O mar, essa maravilhosa criatura de Deus, apresenta em seus variados estados – ora aprazível, sereno e até jovial, ora majestoso ou terrível em suas tempestades – uma semelhança com a História da Igreja.

Desde suas origens, vem esta passando por períodos de calma e de tormentas, sendo mais numerosas estas últimas…

Com frequência a Nau de Pedro enfrentou o embate de espantosas borrascas que levavam a recear um soçobro.

Entretanto, estava realmente em seu comando o próprio Nosso Senhor Jesus Cristo, graças ao qual ela não só superou todas essas furiosas investidas, como delas saiu mais gloriosa, pura e santa.

O episódio sobre o qual nos deteremos neste artigo retrata uma dessas grandes tormentas. Uma heresia que se avolumava dia a dia, ameaçando sua unidade e pondo em perigo a salvação de muitas almas.

Uma questão doutrinária que apaixonava o povo

Calcedônia, atual Kadiköy, situa-se na Turquia, em frente a Bizâncio.

No ano 451 reuniram-se nessa então pequena cidade do Império Bizantino 600 Bispos, legados pontifícios, teólogos e religiosos, para um importantíssimo acontecimento: o IV Concílio Ecumênico da História da Igreja. 

O ambiente da cidade era efervescente.

Verificava-se naqueles tempos no Oriente um fenômeno muito especial: as questões religiosas – sobretudo as disputas entre as duas grandes escolas teológicas da Antioquia e de Alexandria – apaixonavam o povo, suscitando discussões e polêmicas; formavam-se partidos de apoio a uma ou outra corrente e por vezes as disputas doutrinárias degeneravam em violência…

Ora, desde o Concílio de Éfeso, realizado em 431, travava-se de uma polêmica sobre um relevante tema teológico: as duas naturezas de ­Jesus Cristo.

A corrente herética defendia a tese de que a natureza humana de Cristo fora assumida pela natureza divina, como que absorvida ou aniquilada por esta.

→ **OBJETIVOS**:
A. Diga se cada afirmação concorda com o texto sobre o Concílio de Calcedônia, respondendo sim ou não e citando as palavras do texto que decidem: (i) o concílio reuniu 600 Bispos no ano 451; (ii) Calcedônia fica na Grécia; (iii) o Concílio de Éfeso foi realizado em 431.
B. Escreva a continuação do texto sobre o Concílio de Calcedônia a partir da última frase.
As linhas não têm papel nenhum nesta parte.

→ **EXTRATO DE DADOS**:

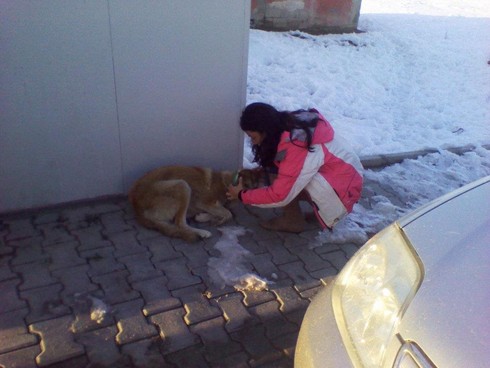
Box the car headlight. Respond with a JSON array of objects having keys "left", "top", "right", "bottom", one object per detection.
[{"left": 332, "top": 224, "right": 423, "bottom": 368}]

→ **RESPOSTAS DAS TAREFAS**:
A.
(i) Sim: "No ano 451 reuniram-se nessa então pequena cidade do Império Bizantino 600 Bispos"
(ii) Não: "Calcedônia, atual Kadiköy, situa-se na Turquia, em frente a Bizâncio."
(iii) Sim: "desde o Concílio de Éfeso, realizado em 431"

B.
Segundo alguns de seus seguidores, o fenômeno de absorção de uma natureza pela outra dava lugar a uma nova e especial natureza, a divina-humana; de acordo com outros, a divindade havia entrado em composição com o corpo de Cristo. Daí o nome dessa heresia: monofisismo (mono physis: uma natureza).

Seu principal representante foi Eutiques, arquimandrita de um grande mosteiro de Constantinopla, o qual havia interpretado mal os ensinamentos de São Cirilo de Alexandria, especialmente estas palavras: “uma natureza do Verbo de Deus encarnada”.

Naqueles tempos, como a linguagem teológica ainda não estava totalmente afinada, esta formulação podia dar margem a confusões. Eutiques sustentava com radicalidade que

a humanidade e a divindade formavam em Cristo uma só natureza, a divina.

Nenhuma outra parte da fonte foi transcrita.